Zadania do wykonania:
1. Sprawdź, czy każde z tych stwierdzeń zgadza się z fragmentem, i przy każdym odpowiedz „tak” lub „nie”, przytaczając dosłownie słowa, które o tym rozstrzygają: (a) osoba pisząca weszła w spółkę na starcie; (b) traktowanie inwestycji jako zakładu jest podobne do hazardu; (c) rozumienie, w co się inwestuje i dlaczego, minimalizuje ryzyko.
2. Przepisz bez zmian z fragmentu odcinek od słów „Czy poziom wiedzy, jaką” aż po słowa „dlatego nie wszedłem.”.

Fragment:
'''
1ketjoW napisał(a):Dla mnie dyskusja jest ciekawa.
To jest pewien spór o postrzeganie przyszłości i argumenty za tym, aby twierdzić, że gra odniesie sukces lub za tym, że tak nie będzie. To zasadnicze pytanie inwestycyjne, na jakie trzeba sobie udzielić odpowiedzi na bazie swojej wiedzy o grze (popyt na podobne gry w przeszłości), spółce (wiarygodność i wiedza zespołu) i rynku (czy gracze oczekują tej gry na poziomie na jakim obecnie spółka jest wyceniana) (dlatego dla mnie stwierdzenia baksa są bezsensu - nie znasz odpowiedzi na powyższe pytania nie inwestujesz, a jeżeli znasz i wychodzi, że potencjał gry jest większy niż wycenia to rynek - inwestujesz).
Czy poziom wiedzy, jaką posiadamy jest wystarczający, aby poprawnie odpowiedzieć na powyższe pytanie to zupełnie inna kwestia. Każdy musi ocenić to sam.
Dlatego tak ważne jest, aby rozumieć w co się inwestuje i dlaczego. To minimalizuje ryzyko.
Można oczywiście również podejść do inwestycji jako do zakładu i założyć, że gra będzie sukcesem lub porażką. Taki rodzaj inwestowania jest faktycznie podobny do hazardu i szanse są takie jak w grach hazardowych. Marne.
Każdy ma swoje założenia i progi akceptacji. Dla mnie spółka była za droga już na starcie ..... dlatego nie wszedłem.
Jednak nie oznacza to, że miałem rację. Wiele razy się pomyliłem z oceną wyceny spółki.
'''
Materiał źródłowy:
'''
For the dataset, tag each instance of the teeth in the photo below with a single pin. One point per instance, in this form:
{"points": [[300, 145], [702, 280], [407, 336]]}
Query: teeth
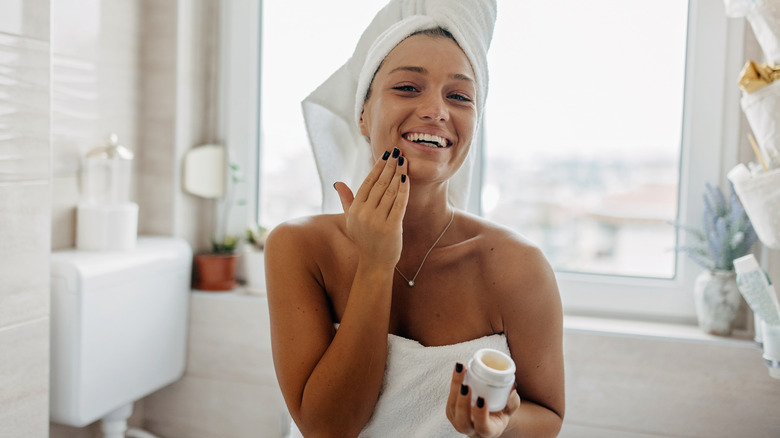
'''
Odpowiedzi po kolei:
1.
(a) Nie: „Dla mnie spółka była za droga już na starcie ..... dlatego nie wszedłem.”
(b) Tak: „Taki rodzaj inwestowania jest faktycznie podobny do hazardu”.
(c) Tak: „Dlatego tak ważne jest, aby rozumieć w co się inwestuje i dlaczego. To minimalizuje ryzyko.”

2.
Czy poziom wiedzy, jaką posiadamy jest wystarczający, aby poprawnie odpowiedzieć na powyższe pytanie to zupełnie inna kwestia. Każdy musi ocenić to sam.
Dlatego tak ważne jest, aby rozumieć w co się inwestuje i dlaczego. To minimalizuje ryzyko.
Można oczywiście również podejść do inwestycji jako do zakładu i założyć, że gra będzie sukcesem lub porażką. Taki rodzaj inwestowania jest faktycznie podobny do hazardu i szanse są takie jak w grach hazardowych. Marne.
Każdy ma swoje założenia i progi akceptacji. Dla mnie spółka była za droga już na starcie ..... dlatego nie wszedłem.